▶ [Soal Latihan 1]:
Ubah seluruh baris pada catatan dataset anotasi menjadi daftar bernomor tanpa menyertakan baris kosong.

Kamis, 24 November 2011

INDUSTRIALISASI PENDIDIKAN BERKAH, TANTANGAN ATAU BENCANA BAGI INDONESIA ?


NAMA            : LISA CARSELA SEMBIRING
NIM                : 309 122 034
JURUSAN      : PEND.ANTROPOLOGI

Pada saat ini masyarakat dunia menghadapi sebuah perubahan sosial besar – besaran dengan corak , istilah , tempo, sosok , peluang , hambatan , serta makna historis yang berbeda – beda. Karena itu, sejarah lokal dan nasional tidak pernah seragam diseantero dunia. Namun, semuanya tidak terlepas satu sama lain. Perubahan global ini ditandai antara lain oleh berakhirnya perang dingin, dan bersamaan dengan itu semakin maraknya pertumbuhan industri, dan kapitalisme dunia. Istilah seperti “ globalisasi “ merupakan salah satu contoh saja dari upaya terkemuka dari beberapa pihak untuk memahami atau memaknai perubahan besar – besaran ini. Tetapi, dengan berbagai variasi maknanya, globalisasi tetap tidak memeuaskan semua pihak yang terlibat atau terkeena dampak perubahan ini. Sebagian menganggap istilah ini besar bunyinya tapi kosong maknanya atau hanya menyatakan kebingungan orang banyak.

▶ [Soal Latihan 2]:
Lanjutkan bacaan tentang industrialisasi pendidikan mulai dari sesudah kalimat terakhirnya.

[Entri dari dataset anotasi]

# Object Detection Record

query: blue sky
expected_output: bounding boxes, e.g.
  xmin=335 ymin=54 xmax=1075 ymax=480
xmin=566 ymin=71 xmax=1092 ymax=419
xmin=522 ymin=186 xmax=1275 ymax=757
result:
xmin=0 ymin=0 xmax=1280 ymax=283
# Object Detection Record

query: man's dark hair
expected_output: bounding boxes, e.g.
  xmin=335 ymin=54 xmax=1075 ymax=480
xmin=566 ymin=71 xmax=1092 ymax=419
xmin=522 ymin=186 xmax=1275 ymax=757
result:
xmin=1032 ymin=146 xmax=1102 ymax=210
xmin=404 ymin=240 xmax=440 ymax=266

▶ [Jawaban Latihan 1]:
1. # Object Detection Record
2. query: blue sky
3. expected_output: bounding boxes, e.g.
4.   xmin=335 ymin=54 xmax=1075 ymax=480
5. xmin=566 ymin=71 xmax=1092 ymax=419
6. xmin=522 ymin=186 xmax=1275 ymax=757
7. result:
8. xmin=0 ymin=0 xmax=1280 ymax=283
9. # Object Detection Record
10. query: man's dark hair
11. expected_output: bounding boxes, e.g.
12.   xmin=335 ymin=54 xmax=1075 ymax=480
13. xmin=566 ymin=71 xmax=1092 ymax=419
14. xmin=522 ymin=186 xmax=1275 ymax=757
15. result:
16. xmin=1032 ymin=146 xmax=1102 ymax=210
17. xmin=404 ymin=240 xmax=440 ymax=266

▶ [Jawaban Latihan 2]:
Yang sedang berkecambuk bukan sekedar perubahan tata politik dunia atau tata perimbangan kekuasaan militer, atau suatu dinamika ekonomi dan keuangan dunia yang baru. Berbagai sektor perubahan itu memang terjadi dan semua itu menjadi sorotan utama ketika orang berdiskusi tentang masyarakat mutakhir dengan menggunakan istilah – istilah kunci seperti industri, kapitalisme, atau globalisasi. Tetapi perubahan sejarah besar – besaran yang sedang indonesia alami dalam beberapa tahun belakangan juga memperlihatkan hal –hal yang biasa disebut sebagai klebudayaan , nilai – nilai , selera, gaya hidup, ideologi, solidaritas, sosial, gairah , identitas sosial dan sebagainya. Semua yang dinyatakan tersebut belakangaan ini jarang mendapatkan perhatian dan pengamatan sebesar yang diberikan orang kepada persoalan – persoalan politik atau ekonomi.

Dalam memandang sistem pendidikan yang ada di indonesia, ada dua sudut pandang yang berbeda. Di satu pihak, dijumpai mereka yang menyaksikan nasib pendidikan dengan wajah  muram, dan membahsnya dengan penuh ratapan, penyesalan, kalau bukan kemarahan. Antara lain, mereka mengatakan bahwa mutu pendidikan indonesia semakin merosot (dengan berbagai ukuran dan penyebab yang tidak seragam dalam berbagai uraian mereka). Hal – hal seperti industrialisasi atau globalisasi dianggap sebagai sebuah ancaman atau musuh pendidikan.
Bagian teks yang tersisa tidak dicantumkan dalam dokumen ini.